Your task: Copy out the data in full, keeping each line exactly as it reads.

Input data:
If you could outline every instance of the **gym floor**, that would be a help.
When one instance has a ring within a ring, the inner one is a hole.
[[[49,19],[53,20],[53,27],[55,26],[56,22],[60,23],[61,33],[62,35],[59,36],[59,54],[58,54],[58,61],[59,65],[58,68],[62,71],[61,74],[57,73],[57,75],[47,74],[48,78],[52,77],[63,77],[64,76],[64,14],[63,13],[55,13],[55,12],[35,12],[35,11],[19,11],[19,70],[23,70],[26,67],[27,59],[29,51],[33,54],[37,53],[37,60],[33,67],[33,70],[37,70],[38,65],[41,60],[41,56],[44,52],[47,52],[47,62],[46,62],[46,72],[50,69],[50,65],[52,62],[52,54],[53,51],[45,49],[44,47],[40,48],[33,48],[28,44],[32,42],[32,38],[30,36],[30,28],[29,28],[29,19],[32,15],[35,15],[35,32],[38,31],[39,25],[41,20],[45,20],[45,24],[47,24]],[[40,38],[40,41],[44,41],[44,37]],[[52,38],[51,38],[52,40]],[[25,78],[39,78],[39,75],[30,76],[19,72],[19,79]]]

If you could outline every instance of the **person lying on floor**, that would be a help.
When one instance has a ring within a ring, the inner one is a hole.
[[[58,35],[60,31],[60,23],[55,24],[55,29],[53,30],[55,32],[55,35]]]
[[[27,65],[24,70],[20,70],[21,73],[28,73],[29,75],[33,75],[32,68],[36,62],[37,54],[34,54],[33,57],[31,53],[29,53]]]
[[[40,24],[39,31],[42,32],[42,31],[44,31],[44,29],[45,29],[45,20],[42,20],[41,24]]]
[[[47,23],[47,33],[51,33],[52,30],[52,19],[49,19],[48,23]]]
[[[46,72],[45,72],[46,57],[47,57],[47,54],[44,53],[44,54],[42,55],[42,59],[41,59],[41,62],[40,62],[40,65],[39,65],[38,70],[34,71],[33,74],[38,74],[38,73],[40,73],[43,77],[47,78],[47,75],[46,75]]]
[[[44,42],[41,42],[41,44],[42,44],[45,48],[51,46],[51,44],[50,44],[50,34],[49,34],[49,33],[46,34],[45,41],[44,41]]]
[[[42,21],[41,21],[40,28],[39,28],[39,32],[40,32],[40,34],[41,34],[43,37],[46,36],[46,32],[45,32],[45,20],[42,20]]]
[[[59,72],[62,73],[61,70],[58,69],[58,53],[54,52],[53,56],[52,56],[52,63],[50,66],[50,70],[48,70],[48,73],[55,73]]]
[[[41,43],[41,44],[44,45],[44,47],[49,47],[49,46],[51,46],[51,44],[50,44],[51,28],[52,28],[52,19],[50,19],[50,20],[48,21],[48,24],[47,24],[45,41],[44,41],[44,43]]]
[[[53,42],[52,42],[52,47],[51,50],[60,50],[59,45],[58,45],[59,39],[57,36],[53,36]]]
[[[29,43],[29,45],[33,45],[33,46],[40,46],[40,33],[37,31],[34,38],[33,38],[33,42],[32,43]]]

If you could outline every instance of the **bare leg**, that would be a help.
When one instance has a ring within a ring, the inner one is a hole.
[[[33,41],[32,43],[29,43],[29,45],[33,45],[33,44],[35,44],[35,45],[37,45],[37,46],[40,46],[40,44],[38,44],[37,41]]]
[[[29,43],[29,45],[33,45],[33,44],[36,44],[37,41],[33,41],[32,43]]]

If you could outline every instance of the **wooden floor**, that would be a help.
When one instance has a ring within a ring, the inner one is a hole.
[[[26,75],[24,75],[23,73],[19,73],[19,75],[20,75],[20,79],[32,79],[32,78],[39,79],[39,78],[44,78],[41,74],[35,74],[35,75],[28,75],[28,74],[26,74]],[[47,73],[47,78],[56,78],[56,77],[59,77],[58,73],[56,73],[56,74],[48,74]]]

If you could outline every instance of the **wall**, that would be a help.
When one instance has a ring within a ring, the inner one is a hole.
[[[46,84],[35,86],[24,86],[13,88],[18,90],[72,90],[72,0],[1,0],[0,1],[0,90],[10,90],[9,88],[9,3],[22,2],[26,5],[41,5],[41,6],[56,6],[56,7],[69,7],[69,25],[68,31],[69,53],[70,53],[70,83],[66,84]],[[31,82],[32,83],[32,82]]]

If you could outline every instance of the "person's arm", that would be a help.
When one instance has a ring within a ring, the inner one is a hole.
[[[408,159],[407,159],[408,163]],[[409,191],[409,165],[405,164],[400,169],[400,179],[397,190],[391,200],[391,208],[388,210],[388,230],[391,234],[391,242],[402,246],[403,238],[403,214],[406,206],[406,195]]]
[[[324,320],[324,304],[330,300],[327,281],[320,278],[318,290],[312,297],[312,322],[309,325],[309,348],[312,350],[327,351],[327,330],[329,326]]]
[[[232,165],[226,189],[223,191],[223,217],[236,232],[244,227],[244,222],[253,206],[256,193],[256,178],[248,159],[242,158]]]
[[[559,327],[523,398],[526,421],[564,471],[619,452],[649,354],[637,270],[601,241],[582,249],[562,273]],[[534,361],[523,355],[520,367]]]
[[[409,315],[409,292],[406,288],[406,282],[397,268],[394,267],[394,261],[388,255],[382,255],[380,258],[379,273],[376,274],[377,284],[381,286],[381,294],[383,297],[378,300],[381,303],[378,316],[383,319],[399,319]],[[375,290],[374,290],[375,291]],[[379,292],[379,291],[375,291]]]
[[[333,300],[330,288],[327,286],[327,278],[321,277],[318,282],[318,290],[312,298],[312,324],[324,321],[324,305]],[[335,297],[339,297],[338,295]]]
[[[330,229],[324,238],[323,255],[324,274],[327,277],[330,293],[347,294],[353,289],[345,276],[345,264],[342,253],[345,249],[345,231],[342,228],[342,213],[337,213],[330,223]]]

Exercise response:
If you could outline every instance of the **gym floor**, that would be a help.
When one instance has a ring within a ring, the inner one is a hole.
[[[49,19],[53,20],[53,27],[55,26],[56,22],[60,23],[61,33],[62,35],[59,36],[59,54],[58,54],[58,61],[59,65],[58,68],[62,71],[61,74],[57,73],[57,75],[47,74],[48,78],[52,77],[63,77],[64,76],[64,14],[63,13],[55,13],[55,12],[35,12],[35,11],[19,11],[19,70],[23,70],[26,67],[27,59],[29,51],[33,54],[37,53],[37,60],[33,67],[33,70],[37,70],[38,65],[41,60],[41,56],[44,52],[47,52],[47,62],[46,62],[46,72],[50,69],[50,65],[52,62],[52,54],[53,51],[45,49],[44,47],[40,48],[33,48],[28,44],[32,42],[32,38],[30,36],[30,28],[29,28],[29,19],[32,15],[35,15],[35,32],[38,31],[39,25],[41,20],[45,20],[45,24],[47,24]],[[40,38],[40,41],[44,41],[44,37]],[[52,38],[51,38],[52,40]],[[25,78],[39,78],[39,75],[30,76],[19,72],[19,79]]]

If you could outline every instance of the **person lying on floor**, that would be a help.
When one instance has a ring within a ring, the inner one is a hole.
[[[58,35],[60,31],[60,23],[55,24],[55,29],[53,30],[55,32],[55,35]]]
[[[27,65],[24,70],[20,70],[21,73],[28,73],[29,75],[33,75],[32,68],[36,62],[37,54],[34,54],[33,57],[31,53],[29,53]]]
[[[40,24],[39,31],[42,32],[42,31],[44,31],[44,29],[45,29],[45,20],[42,20],[41,24]]]
[[[47,23],[47,33],[51,33],[52,30],[52,19],[49,19],[48,23]]]
[[[46,72],[45,72],[46,57],[47,57],[47,54],[44,53],[44,54],[42,55],[42,59],[41,59],[41,62],[40,62],[40,65],[39,65],[38,70],[34,71],[33,74],[38,74],[38,73],[40,73],[43,77],[47,78],[47,75],[46,75]]]
[[[44,42],[41,42],[41,44],[42,44],[45,48],[51,46],[51,44],[50,44],[50,34],[49,34],[49,33],[46,34],[45,41],[44,41]]]
[[[42,21],[41,21],[40,28],[39,28],[39,32],[40,32],[40,34],[41,34],[43,37],[46,36],[46,32],[45,32],[45,20],[42,20]]]
[[[59,72],[62,73],[61,70],[58,69],[58,53],[54,52],[53,56],[52,56],[52,63],[50,66],[50,70],[48,70],[48,73],[55,73]]]
[[[41,43],[41,44],[44,45],[44,47],[49,47],[49,46],[51,46],[51,44],[50,44],[51,28],[52,28],[52,19],[50,19],[50,20],[48,21],[48,24],[47,24],[45,41],[44,41],[44,43]]]
[[[53,42],[52,42],[52,47],[51,50],[60,50],[59,45],[58,45],[59,39],[57,36],[53,36]]]
[[[29,43],[29,45],[33,45],[33,46],[40,46],[40,33],[37,31],[34,38],[33,38],[33,42],[32,43]]]

If you could outline every instance of the **bare leg**, that would be a help.
When one instance has a ring within a ring, the inner one is a hole.
[[[33,41],[32,43],[29,43],[29,45],[33,45],[33,44],[35,44],[35,45],[37,45],[37,46],[40,46],[40,44],[38,44],[37,41]]]
[[[29,43],[29,45],[33,45],[33,44],[36,44],[37,41],[33,41],[32,43]]]

If you could outline every instance of the **wooden floor**, that would be a help.
When one instance has a ring within a ring, the inner one is a hole.
[[[26,75],[24,75],[23,73],[19,73],[19,75],[20,75],[20,79],[32,79],[32,78],[39,79],[39,78],[44,78],[41,74],[35,74],[35,75],[28,75],[28,74],[26,74]],[[47,73],[47,78],[56,78],[56,77],[59,77],[58,73],[56,73],[56,74],[48,74]]]

If you could outline every instance of the **wall**, that would be a help.
When one instance has a ring within a ring, the inner one is a hole.
[[[46,84],[35,86],[24,86],[13,88],[18,90],[72,90],[72,0],[1,0],[0,1],[0,90],[10,90],[9,88],[9,3],[22,2],[26,5],[41,5],[41,6],[56,6],[56,7],[69,7],[69,25],[68,31],[69,53],[70,53],[70,83],[66,84]],[[31,82],[32,83],[32,82]]]

If you could outline every instance of the "person's arm", that would be a help.
When one instance has a ring within a ring, the inner one is a hole.
[[[408,159],[407,159],[408,163]],[[409,191],[409,165],[405,164],[400,169],[400,179],[397,190],[391,200],[391,208],[388,210],[388,230],[391,234],[391,242],[402,246],[403,238],[403,214],[406,206],[406,195]]]
[[[324,320],[324,304],[330,300],[327,281],[320,278],[318,290],[312,297],[312,322],[309,325],[309,348],[312,350],[327,351],[327,330],[329,326]]]
[[[232,165],[226,189],[223,191],[223,217],[236,232],[244,227],[244,222],[253,206],[256,193],[256,178],[248,159],[242,158]]]
[[[559,327],[523,398],[526,421],[564,471],[619,452],[649,354],[637,270],[601,241],[582,249],[562,273]],[[534,361],[523,355],[520,367]]]
[[[409,315],[409,292],[406,288],[406,282],[397,268],[394,267],[394,261],[388,255],[382,255],[380,258],[379,273],[376,274],[377,284],[381,286],[381,294],[383,297],[378,300],[381,303],[378,316],[383,319],[399,319]],[[375,290],[374,290],[375,291]],[[379,292],[379,291],[375,291]]]
[[[333,300],[330,288],[327,286],[327,278],[321,277],[318,282],[318,290],[312,298],[312,324],[324,321],[324,305]],[[335,297],[339,297],[338,295]]]
[[[330,229],[324,238],[323,255],[324,274],[327,277],[330,293],[347,294],[353,289],[345,276],[345,264],[342,253],[345,249],[345,231],[342,228],[342,213],[337,213],[330,223]]]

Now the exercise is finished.